> _GIVEN RECORDS_:
Start

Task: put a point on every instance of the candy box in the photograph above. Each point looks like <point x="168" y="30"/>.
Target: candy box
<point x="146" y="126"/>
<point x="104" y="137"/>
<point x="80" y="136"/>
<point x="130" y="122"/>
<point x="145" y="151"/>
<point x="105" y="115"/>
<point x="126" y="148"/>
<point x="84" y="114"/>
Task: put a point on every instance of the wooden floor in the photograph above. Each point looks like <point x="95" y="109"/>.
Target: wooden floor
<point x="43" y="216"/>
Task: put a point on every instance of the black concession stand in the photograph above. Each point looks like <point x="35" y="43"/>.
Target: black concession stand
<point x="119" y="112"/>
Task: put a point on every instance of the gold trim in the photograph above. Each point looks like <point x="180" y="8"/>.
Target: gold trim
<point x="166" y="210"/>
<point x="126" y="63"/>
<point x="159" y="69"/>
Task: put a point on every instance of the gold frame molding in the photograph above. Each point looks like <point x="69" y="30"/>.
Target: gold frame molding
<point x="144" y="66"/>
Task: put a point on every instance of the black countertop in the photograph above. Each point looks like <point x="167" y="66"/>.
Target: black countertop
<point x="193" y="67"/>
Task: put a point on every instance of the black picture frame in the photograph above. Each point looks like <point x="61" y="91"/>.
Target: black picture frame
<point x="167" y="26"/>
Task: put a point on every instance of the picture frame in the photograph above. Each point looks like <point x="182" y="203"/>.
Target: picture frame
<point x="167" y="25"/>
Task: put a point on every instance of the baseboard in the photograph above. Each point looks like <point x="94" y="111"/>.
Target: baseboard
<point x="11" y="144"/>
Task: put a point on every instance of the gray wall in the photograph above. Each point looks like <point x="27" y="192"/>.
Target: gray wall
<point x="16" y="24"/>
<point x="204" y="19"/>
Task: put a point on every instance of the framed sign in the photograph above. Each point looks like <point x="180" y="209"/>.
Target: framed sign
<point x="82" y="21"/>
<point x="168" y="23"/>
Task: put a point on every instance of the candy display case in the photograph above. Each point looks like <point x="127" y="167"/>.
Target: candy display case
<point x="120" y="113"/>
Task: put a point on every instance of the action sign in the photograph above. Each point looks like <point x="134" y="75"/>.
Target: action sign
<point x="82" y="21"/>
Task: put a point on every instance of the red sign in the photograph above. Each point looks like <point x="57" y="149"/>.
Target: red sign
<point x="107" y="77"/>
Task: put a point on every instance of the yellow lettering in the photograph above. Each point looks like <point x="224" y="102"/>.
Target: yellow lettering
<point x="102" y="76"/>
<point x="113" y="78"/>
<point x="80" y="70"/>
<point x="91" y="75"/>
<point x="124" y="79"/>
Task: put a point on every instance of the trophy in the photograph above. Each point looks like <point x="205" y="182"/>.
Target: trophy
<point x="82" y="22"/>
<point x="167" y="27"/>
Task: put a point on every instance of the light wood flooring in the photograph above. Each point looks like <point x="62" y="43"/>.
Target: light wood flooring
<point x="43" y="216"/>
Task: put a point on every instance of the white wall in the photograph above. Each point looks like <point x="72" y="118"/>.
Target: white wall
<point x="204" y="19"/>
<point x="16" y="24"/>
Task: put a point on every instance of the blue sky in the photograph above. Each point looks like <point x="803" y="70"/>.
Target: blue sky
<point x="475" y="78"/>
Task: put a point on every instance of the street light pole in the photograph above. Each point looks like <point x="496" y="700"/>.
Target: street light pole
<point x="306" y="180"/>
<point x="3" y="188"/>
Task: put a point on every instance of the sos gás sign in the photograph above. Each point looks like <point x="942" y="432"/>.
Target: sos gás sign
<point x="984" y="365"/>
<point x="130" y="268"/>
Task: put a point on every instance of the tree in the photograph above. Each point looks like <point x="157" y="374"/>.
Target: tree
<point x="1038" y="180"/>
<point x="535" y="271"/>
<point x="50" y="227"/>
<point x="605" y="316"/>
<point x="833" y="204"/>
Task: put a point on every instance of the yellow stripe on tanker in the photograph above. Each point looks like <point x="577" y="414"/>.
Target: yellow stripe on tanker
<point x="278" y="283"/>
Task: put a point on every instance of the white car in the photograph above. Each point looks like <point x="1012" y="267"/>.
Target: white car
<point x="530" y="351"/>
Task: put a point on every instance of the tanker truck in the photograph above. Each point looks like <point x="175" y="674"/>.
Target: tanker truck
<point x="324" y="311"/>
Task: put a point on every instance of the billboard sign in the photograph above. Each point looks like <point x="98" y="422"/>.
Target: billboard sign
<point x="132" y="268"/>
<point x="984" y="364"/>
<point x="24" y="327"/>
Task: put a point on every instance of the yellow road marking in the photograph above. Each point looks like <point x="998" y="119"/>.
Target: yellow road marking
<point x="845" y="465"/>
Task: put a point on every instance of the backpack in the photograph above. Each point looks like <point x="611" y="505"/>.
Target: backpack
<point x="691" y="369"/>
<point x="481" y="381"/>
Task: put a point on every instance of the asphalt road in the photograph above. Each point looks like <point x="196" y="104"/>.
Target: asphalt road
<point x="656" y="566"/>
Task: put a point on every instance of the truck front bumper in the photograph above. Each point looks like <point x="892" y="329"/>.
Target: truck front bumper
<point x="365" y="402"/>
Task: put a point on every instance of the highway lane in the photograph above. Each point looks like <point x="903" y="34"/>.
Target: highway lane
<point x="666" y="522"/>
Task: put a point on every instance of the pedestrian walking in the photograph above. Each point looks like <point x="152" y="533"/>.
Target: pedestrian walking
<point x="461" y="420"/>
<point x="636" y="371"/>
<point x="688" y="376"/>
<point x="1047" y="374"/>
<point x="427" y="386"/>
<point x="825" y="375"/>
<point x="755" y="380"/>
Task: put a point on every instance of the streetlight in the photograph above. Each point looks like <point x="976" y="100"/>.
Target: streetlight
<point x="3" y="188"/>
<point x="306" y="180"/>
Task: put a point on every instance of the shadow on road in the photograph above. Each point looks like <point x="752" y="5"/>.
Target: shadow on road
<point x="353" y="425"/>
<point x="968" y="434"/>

End
Start

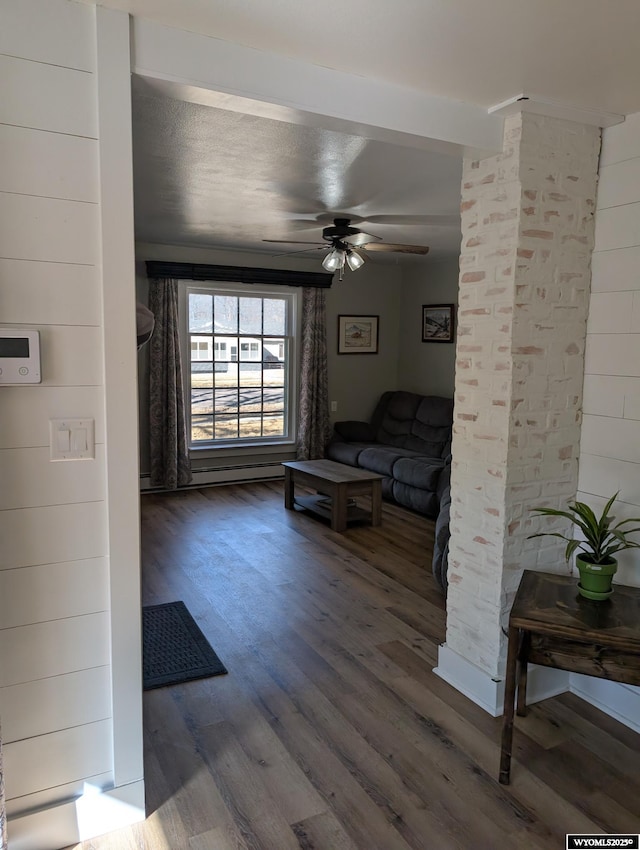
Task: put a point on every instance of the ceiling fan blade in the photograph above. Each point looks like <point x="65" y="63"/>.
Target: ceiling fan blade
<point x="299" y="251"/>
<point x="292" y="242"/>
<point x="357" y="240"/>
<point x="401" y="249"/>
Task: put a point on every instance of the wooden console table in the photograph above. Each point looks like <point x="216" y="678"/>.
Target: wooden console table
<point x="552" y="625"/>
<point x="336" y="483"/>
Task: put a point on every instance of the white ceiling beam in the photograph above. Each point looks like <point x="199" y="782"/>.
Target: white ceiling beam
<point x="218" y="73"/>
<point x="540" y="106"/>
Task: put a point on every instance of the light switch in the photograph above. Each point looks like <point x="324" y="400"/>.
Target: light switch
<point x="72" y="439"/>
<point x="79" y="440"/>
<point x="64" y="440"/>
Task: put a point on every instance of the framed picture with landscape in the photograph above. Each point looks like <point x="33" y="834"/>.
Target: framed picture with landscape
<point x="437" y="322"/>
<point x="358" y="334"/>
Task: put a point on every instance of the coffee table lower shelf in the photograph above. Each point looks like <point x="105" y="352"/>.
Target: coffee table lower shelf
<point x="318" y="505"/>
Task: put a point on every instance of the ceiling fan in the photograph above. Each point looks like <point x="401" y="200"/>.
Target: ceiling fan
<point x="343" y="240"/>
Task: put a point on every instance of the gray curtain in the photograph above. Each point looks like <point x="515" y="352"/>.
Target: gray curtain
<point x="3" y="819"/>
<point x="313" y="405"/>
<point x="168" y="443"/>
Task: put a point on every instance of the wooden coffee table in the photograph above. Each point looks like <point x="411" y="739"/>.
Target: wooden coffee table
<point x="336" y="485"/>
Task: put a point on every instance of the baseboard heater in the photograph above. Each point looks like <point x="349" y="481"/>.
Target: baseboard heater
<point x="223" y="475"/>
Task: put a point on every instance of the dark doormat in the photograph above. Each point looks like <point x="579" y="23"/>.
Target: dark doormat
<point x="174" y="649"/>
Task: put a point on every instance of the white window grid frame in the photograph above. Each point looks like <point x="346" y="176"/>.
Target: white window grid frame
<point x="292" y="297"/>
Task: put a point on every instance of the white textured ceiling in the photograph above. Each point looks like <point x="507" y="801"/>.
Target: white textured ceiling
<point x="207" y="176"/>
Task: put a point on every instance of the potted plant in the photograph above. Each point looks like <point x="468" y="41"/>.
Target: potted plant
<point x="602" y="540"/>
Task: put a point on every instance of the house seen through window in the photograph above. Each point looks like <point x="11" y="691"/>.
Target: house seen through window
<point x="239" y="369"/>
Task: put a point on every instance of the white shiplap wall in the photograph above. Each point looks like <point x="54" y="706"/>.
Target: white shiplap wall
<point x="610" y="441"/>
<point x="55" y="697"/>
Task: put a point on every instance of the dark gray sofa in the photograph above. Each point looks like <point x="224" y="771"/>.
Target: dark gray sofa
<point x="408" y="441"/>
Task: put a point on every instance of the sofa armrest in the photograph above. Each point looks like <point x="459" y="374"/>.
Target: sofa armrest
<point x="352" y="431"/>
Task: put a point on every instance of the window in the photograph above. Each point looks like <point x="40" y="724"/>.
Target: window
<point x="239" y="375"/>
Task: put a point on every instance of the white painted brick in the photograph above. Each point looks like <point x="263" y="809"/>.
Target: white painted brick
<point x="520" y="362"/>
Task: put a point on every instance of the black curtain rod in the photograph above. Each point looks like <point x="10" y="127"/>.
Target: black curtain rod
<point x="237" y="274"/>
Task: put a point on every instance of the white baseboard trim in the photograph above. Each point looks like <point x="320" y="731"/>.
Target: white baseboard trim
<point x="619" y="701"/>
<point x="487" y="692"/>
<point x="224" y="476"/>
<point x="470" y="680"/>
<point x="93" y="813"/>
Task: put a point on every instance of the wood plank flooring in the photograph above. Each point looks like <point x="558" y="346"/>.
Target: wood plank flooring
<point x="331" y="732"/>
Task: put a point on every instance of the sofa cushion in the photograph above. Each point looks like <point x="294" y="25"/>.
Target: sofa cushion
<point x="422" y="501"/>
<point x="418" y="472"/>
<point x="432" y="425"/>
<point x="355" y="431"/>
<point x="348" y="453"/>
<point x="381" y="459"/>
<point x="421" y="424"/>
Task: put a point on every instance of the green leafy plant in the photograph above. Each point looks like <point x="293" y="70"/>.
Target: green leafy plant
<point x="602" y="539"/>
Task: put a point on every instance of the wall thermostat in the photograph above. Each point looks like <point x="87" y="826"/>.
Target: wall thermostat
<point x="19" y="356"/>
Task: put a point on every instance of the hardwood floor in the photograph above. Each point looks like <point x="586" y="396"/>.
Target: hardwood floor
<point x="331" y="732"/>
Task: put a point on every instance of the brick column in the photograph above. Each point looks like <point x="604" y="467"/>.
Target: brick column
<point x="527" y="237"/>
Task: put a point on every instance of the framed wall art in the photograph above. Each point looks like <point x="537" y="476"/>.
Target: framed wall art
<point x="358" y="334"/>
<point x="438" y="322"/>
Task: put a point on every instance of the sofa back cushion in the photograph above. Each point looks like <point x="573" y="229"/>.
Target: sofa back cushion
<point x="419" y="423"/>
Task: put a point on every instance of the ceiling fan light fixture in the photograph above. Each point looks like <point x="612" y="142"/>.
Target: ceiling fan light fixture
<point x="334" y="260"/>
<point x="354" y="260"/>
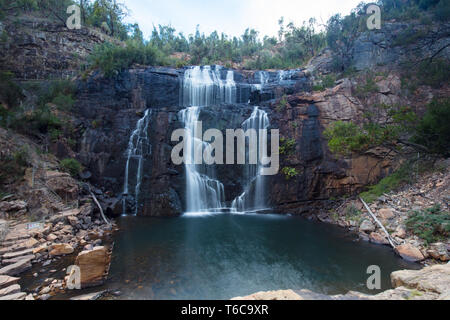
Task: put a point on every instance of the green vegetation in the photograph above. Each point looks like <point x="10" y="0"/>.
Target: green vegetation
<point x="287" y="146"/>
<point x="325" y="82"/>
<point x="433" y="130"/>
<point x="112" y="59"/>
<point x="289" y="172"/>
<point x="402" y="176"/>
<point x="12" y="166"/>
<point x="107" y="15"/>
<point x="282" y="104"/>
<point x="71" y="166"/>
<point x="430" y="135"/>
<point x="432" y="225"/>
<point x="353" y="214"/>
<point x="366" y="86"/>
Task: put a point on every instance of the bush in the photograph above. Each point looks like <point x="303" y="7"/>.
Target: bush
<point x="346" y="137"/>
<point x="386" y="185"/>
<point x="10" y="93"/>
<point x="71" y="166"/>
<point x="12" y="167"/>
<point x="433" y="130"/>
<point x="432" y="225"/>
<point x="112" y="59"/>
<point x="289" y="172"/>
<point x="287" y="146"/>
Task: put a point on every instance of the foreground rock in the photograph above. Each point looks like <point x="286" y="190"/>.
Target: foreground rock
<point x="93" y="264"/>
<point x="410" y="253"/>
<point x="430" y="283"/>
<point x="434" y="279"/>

End

> _GOAL OF THE EXERCISE_:
List every row above that contains the string "bumper", copying each such row in full. Treat case as significant.

> _PROBLEM SOLUTION_:
Task: put a point on every instance of the truck front bumper in the photograph above. Each point looks like <point x="892" y="329"/>.
Target: truck front bumper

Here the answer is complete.